▸ **What is needed**:
Reproduce the entries from the line containing "Where can the carved" through the end of the entries, both ends included, and shift every coordinate in the answers by adding 92 to each number.

[Coordinate labeling data]
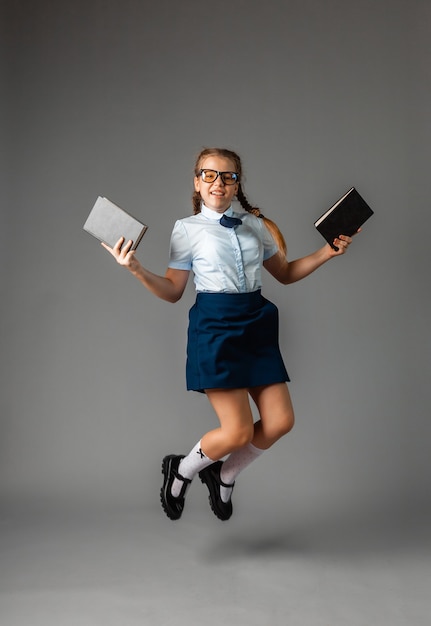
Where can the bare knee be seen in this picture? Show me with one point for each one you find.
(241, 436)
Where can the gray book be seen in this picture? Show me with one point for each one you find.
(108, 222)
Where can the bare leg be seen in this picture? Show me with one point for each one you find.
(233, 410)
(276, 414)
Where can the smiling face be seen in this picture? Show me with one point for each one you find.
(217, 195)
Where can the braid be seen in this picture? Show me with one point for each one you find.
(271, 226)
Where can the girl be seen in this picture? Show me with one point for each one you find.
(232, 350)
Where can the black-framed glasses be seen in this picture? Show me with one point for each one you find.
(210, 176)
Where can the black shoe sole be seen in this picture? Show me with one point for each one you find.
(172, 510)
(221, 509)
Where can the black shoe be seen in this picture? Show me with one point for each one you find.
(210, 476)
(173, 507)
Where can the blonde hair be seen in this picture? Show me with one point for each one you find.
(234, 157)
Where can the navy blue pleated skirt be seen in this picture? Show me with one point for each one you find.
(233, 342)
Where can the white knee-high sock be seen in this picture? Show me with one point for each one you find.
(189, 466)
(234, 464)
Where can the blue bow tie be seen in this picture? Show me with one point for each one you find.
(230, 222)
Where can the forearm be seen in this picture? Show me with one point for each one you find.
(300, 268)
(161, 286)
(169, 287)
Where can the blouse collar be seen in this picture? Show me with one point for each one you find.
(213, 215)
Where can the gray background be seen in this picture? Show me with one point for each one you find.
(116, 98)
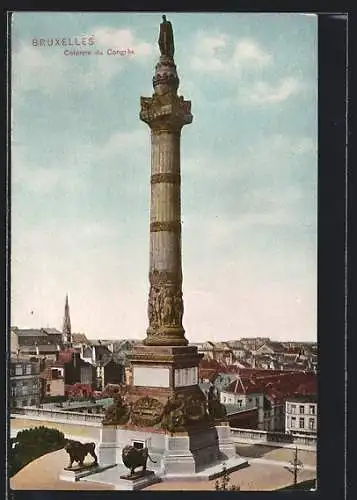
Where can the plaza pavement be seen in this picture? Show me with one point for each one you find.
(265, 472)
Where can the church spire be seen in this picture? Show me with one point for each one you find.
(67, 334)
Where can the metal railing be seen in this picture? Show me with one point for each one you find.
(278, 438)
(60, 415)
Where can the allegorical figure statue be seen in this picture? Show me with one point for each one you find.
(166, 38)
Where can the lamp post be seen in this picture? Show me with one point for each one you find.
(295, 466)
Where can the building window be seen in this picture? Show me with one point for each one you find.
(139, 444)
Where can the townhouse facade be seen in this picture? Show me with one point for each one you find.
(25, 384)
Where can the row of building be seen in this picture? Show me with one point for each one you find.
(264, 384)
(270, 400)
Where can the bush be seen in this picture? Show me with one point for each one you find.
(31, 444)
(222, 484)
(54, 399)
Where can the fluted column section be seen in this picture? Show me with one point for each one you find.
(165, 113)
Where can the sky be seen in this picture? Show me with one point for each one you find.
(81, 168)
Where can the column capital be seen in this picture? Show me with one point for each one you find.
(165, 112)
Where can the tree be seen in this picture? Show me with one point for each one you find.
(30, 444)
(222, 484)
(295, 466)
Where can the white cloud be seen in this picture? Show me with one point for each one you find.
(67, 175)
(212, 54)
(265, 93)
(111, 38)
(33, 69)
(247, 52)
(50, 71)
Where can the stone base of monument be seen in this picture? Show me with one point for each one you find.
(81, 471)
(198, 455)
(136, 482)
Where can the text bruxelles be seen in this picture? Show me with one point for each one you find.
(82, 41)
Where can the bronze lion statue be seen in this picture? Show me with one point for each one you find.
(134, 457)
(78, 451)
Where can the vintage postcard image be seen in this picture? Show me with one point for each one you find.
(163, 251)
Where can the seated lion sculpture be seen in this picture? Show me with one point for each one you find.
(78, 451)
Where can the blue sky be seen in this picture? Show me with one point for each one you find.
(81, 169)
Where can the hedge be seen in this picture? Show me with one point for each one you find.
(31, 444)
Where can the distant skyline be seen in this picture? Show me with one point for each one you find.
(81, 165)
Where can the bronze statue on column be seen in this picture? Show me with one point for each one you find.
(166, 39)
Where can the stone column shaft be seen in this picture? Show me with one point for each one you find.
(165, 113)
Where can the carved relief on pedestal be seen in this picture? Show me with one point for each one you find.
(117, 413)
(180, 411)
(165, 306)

▸ **Final result**:
Where can the carved relief on pedestal be seen in this picture? Show me with one point for each one you find.
(209, 505)
(272, 503)
(257, 398)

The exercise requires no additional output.